Region annotation items
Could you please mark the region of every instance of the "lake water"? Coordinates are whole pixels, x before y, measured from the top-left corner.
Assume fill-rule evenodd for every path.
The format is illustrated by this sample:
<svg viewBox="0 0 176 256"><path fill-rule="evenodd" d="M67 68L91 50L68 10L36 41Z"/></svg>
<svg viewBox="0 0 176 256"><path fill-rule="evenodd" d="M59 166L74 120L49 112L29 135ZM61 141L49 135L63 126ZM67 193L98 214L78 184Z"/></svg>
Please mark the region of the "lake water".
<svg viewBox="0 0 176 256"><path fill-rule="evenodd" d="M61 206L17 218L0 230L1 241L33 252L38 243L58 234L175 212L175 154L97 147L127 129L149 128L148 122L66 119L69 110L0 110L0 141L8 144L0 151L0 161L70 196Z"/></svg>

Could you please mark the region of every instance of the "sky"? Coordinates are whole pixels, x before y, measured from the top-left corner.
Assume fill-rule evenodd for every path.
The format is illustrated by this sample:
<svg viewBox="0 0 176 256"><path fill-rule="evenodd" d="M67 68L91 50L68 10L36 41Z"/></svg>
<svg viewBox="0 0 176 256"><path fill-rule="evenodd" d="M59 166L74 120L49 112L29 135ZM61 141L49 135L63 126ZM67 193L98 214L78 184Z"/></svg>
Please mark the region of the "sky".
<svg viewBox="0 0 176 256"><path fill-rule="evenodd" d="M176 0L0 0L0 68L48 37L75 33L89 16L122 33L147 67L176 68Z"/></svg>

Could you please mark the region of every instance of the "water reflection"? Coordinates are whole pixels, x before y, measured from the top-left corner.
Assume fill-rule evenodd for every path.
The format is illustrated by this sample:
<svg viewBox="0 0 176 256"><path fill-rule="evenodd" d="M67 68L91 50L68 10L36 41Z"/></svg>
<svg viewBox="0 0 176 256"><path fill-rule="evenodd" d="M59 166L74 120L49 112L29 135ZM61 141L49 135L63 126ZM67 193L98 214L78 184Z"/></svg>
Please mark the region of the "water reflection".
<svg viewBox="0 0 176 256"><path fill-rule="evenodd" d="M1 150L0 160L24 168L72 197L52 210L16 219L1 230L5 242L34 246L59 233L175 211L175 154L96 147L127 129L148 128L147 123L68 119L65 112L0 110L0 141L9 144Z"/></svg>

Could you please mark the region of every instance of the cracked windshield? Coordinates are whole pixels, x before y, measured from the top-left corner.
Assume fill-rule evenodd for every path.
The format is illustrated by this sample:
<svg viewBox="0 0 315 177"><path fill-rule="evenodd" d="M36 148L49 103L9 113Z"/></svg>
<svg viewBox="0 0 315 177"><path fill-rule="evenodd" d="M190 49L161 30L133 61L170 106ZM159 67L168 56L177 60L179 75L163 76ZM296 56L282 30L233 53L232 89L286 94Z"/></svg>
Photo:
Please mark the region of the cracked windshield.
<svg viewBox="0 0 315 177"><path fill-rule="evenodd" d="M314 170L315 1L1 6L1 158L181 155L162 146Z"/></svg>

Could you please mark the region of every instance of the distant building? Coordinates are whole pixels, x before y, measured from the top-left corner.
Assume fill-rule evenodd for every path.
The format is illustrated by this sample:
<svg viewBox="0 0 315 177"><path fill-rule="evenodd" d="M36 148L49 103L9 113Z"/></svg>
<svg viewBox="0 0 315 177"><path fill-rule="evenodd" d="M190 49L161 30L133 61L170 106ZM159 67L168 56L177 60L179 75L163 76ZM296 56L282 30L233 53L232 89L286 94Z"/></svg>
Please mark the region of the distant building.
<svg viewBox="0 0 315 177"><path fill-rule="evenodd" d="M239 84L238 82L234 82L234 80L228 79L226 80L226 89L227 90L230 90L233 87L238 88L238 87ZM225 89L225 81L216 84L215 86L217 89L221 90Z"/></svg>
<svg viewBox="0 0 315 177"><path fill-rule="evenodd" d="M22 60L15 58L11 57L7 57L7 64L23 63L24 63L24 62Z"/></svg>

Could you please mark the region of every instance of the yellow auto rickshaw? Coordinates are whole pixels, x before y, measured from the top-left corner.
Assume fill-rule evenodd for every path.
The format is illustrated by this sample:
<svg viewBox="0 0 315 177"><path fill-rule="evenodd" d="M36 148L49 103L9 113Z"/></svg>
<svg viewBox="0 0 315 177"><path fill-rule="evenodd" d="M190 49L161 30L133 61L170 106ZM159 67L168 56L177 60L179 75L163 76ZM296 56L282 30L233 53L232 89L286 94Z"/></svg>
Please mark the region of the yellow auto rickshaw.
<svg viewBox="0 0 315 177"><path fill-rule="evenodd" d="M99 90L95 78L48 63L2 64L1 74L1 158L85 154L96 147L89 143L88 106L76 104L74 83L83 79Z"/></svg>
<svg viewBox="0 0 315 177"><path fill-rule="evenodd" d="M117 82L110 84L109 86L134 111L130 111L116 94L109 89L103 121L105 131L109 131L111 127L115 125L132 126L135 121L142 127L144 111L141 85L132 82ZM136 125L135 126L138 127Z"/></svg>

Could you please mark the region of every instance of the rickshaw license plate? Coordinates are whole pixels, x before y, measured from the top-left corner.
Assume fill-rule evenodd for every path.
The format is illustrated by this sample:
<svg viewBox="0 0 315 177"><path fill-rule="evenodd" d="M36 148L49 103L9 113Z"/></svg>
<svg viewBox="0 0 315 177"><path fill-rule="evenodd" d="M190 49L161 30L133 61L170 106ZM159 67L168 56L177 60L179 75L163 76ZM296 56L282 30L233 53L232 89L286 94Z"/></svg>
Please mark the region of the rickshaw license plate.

**Request:** Arrange every line of the material above as a Markdown table with the columns "Row" and "Line". Number each row and leave out blank lines.

**Result of the exercise:**
| Row | Line |
|---|---|
| 1 | Could you please mark the region of every instance of the "lake water"? Coordinates are whole pixels, x before y, measured from the top-left corner. |
| 2 | Assume fill-rule evenodd for every path. |
| 3 | The format is illustrated by this sample: |
| 4 | <svg viewBox="0 0 176 256"><path fill-rule="evenodd" d="M67 68L91 50L68 10L36 41Z"/></svg> |
| 5 | <svg viewBox="0 0 176 256"><path fill-rule="evenodd" d="M59 166L74 120L49 112L29 135ZM61 141L49 135L63 126ZM67 193L98 214L78 184Z"/></svg> |
| 6 | Please mark the region of the "lake water". |
| 7 | <svg viewBox="0 0 176 256"><path fill-rule="evenodd" d="M61 206L17 218L0 230L1 241L33 252L38 243L58 234L175 212L175 154L97 147L127 129L149 128L148 122L66 119L69 110L0 110L0 141L8 144L0 151L0 161L70 196Z"/></svg> |
| 8 | Could you please mark the region of every instance of the "sky"? Coordinates are whole pixels, x before y, measured from the top-left corner. |
| 9 | Assume fill-rule evenodd for every path. |
| 10 | The format is illustrated by this sample: |
| 11 | <svg viewBox="0 0 176 256"><path fill-rule="evenodd" d="M67 68L91 50L68 10L36 41Z"/></svg> |
| 12 | <svg viewBox="0 0 176 256"><path fill-rule="evenodd" d="M59 166L74 120L49 112L29 135ZM61 141L49 135L63 126ZM67 193L98 214L78 184Z"/></svg> |
| 13 | Please mark the region of the "sky". |
| 14 | <svg viewBox="0 0 176 256"><path fill-rule="evenodd" d="M176 0L0 0L0 68L48 37L75 33L89 16L122 33L147 67L176 68Z"/></svg> |
| 15 | Could you please mark the region of every instance of the "water reflection"? Coordinates are whole pixels, x before y, measured from the top-left corner. |
| 16 | Assume fill-rule evenodd for every path. |
| 17 | The format is illustrated by this sample: |
| 18 | <svg viewBox="0 0 176 256"><path fill-rule="evenodd" d="M67 68L91 50L68 10L36 41Z"/></svg> |
| 19 | <svg viewBox="0 0 176 256"><path fill-rule="evenodd" d="M59 166L74 120L49 112L29 135ZM61 141L49 135L63 126ZM67 193L98 214L78 184Z"/></svg> |
| 20 | Please mark the region of the "water reflection". |
| 21 | <svg viewBox="0 0 176 256"><path fill-rule="evenodd" d="M1 150L0 160L24 168L72 197L52 210L16 219L1 230L5 242L34 246L59 233L175 211L175 154L96 147L127 129L148 128L147 123L68 119L65 112L0 110L0 141L9 144Z"/></svg> |
| 22 | Could you please mark the region of every instance of the cracked windshield? Coordinates are whole pixels, x before y, measured from the top-left corner. |
| 23 | Assume fill-rule evenodd for every path. |
| 24 | The format is illustrated by this sample: |
| 25 | <svg viewBox="0 0 315 177"><path fill-rule="evenodd" d="M36 148L49 103L9 113Z"/></svg> |
| 26 | <svg viewBox="0 0 315 177"><path fill-rule="evenodd" d="M190 49L161 30L133 61L170 106ZM159 67L168 56L177 60L179 75L163 76ZM296 56L282 30L233 53L232 89L286 94Z"/></svg> |
| 27 | Photo: |
| 28 | Please mark the region of the cracked windshield. |
| 29 | <svg viewBox="0 0 315 177"><path fill-rule="evenodd" d="M314 170L315 1L1 6L1 158L181 155L162 146Z"/></svg> |
| 30 | Could you please mark the region of every instance of the distant building? Coordinates are whole pixels, x before y, measured from the top-left corner. |
| 31 | Assume fill-rule evenodd for every path. |
| 32 | The format is illustrated by this sample: |
| 33 | <svg viewBox="0 0 315 177"><path fill-rule="evenodd" d="M36 148L49 103L9 113Z"/></svg> |
| 34 | <svg viewBox="0 0 315 177"><path fill-rule="evenodd" d="M190 49L161 30L133 61L170 106ZM159 67L168 56L177 60L179 75L163 76ZM296 56L282 30L233 53L232 89L286 94Z"/></svg> |
| 35 | Please mark the region of the distant building. |
| 36 | <svg viewBox="0 0 315 177"><path fill-rule="evenodd" d="M239 84L238 82L234 82L234 80L228 79L226 80L226 89L227 90L230 90L233 87L238 88L238 87ZM225 89L225 81L216 84L215 86L217 89L221 90Z"/></svg> |
| 37 | <svg viewBox="0 0 315 177"><path fill-rule="evenodd" d="M22 60L15 58L11 57L7 57L7 64L23 63L24 63L24 62Z"/></svg> |
| 38 | Could you please mark the region of every instance of the yellow auto rickshaw? Coordinates are whole pixels, x before y, measured from the top-left corner. |
| 39 | Assume fill-rule evenodd for every path. |
| 40 | The format is illustrated by this sample: |
| 41 | <svg viewBox="0 0 315 177"><path fill-rule="evenodd" d="M36 148L49 103L9 113Z"/></svg> |
| 42 | <svg viewBox="0 0 315 177"><path fill-rule="evenodd" d="M190 49L161 30L133 61L170 106ZM159 67L168 56L177 60L179 75L163 76ZM296 56L282 30L233 53L232 89L286 94Z"/></svg> |
| 43 | Please mark the region of the yellow auto rickshaw. |
| 44 | <svg viewBox="0 0 315 177"><path fill-rule="evenodd" d="M99 90L95 78L48 63L2 64L1 74L1 158L85 154L96 147L89 143L88 106L76 104L74 83L83 79Z"/></svg> |
| 45 | <svg viewBox="0 0 315 177"><path fill-rule="evenodd" d="M117 82L110 84L109 86L134 111L130 111L116 94L109 89L103 121L105 131L109 131L111 127L115 125L132 126L135 121L142 127L144 111L141 85L132 82ZM136 125L135 126L138 127Z"/></svg> |
| 46 | Could you please mark the region of every instance of the rickshaw license plate? Coordinates are whole pixels, x before y, measured from the top-left corner. |
| 47 | Assume fill-rule evenodd for every path. |
| 48 | The format is illustrated by this sample: |
| 49 | <svg viewBox="0 0 315 177"><path fill-rule="evenodd" d="M36 148L49 103L9 113Z"/></svg> |
| 50 | <svg viewBox="0 0 315 177"><path fill-rule="evenodd" d="M190 49L161 30L133 61L170 106ZM159 67L168 56L177 60L179 75L163 76ZM296 56L282 30L233 53L232 89L286 94Z"/></svg> |
| 51 | Please mark the region of the rickshaw license plate. |